Coordinate annotation records
=-=-=
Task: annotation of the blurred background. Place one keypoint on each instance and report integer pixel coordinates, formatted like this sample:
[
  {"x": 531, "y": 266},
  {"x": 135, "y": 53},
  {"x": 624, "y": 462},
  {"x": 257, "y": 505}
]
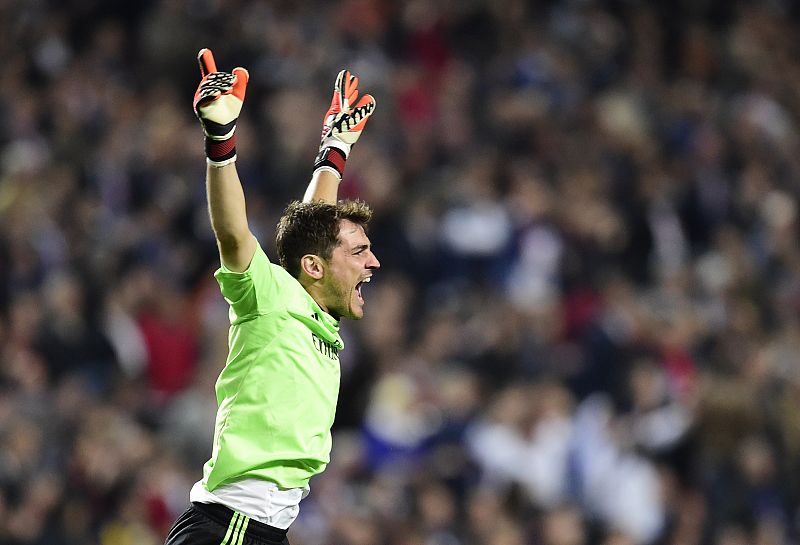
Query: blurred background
[{"x": 586, "y": 329}]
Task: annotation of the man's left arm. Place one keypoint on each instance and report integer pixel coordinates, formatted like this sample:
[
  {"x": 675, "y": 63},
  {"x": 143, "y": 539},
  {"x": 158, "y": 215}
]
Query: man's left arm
[{"x": 342, "y": 125}]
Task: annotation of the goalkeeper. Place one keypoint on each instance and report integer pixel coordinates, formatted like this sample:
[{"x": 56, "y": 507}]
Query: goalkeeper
[{"x": 277, "y": 393}]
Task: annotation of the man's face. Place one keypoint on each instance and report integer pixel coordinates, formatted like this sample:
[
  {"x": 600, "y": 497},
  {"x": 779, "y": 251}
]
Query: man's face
[{"x": 350, "y": 266}]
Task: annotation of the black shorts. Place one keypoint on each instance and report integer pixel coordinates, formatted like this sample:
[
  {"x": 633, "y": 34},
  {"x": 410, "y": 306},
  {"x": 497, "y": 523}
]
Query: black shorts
[{"x": 215, "y": 524}]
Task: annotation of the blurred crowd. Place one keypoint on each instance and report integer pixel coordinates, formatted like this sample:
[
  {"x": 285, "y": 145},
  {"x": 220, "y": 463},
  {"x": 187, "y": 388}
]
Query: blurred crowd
[{"x": 586, "y": 329}]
=-=-=
▶ _To be done_: Render the lines above as a Markdown table with the columns "No." and "Line", numbering each line in order and omitting blank lines. Leave the pictures out of the answer.

▶ _Reply to the exercise_:
| No. | Line |
|---|---|
| 1 | Task: annotation of the blurred background. Place one keypoint on each instance and report integer pixel coordinates, formatted like this sample: |
| 2 | [ |
| 3 |   {"x": 531, "y": 266}, |
| 4 |   {"x": 135, "y": 53}, |
| 5 |   {"x": 624, "y": 462}, |
| 6 |   {"x": 257, "y": 505} |
| 7 | ] |
| 8 | Query: blurred background |
| 9 | [{"x": 586, "y": 329}] |
| 10 | Task: annotation of the man's left arm. Place one keypoint on each instance and report integer pixel coordinates, formatted like this sample: |
| 11 | [ |
| 12 |   {"x": 675, "y": 63}, |
| 13 |   {"x": 143, "y": 539}, |
| 14 |   {"x": 158, "y": 215} |
| 15 | ] |
| 16 | Query: man's left arm |
| 17 | [{"x": 342, "y": 125}] |
| 18 | Task: annotation of the goalkeeper. Place one keypoint on each instance and report integer pixel coordinates, formatted like this sample: |
| 19 | [{"x": 56, "y": 507}] |
| 20 | Query: goalkeeper |
| 21 | [{"x": 277, "y": 393}] |
| 22 | Task: annotation of the man's face. Place one keypoint on each instance and report integer pixel coordinates, formatted like this sample: |
| 23 | [ |
| 24 |   {"x": 600, "y": 497}, |
| 25 |   {"x": 779, "y": 251} |
| 26 | ] |
| 27 | Query: man's face |
| 28 | [{"x": 350, "y": 266}] |
| 29 | Task: annotation of the black shorts. Place one keypoint on each instance and report integer pixel coordinates, formatted like this sample: |
| 30 | [ |
| 31 |   {"x": 633, "y": 34}, |
| 32 |   {"x": 410, "y": 306}, |
| 33 |   {"x": 497, "y": 523} |
| 34 | ] |
| 35 | Query: black shorts |
| 36 | [{"x": 215, "y": 524}] |
| 37 | Task: annotation of the blurred crowd. Place one keypoint on each instance and report integer pixel coordinates, formatted like this sample: |
| 38 | [ |
| 39 |   {"x": 285, "y": 145}, |
| 40 |   {"x": 220, "y": 463}, |
| 41 |   {"x": 187, "y": 388} |
| 42 | ] |
| 43 | Query: blurred crowd |
| 44 | [{"x": 586, "y": 329}] |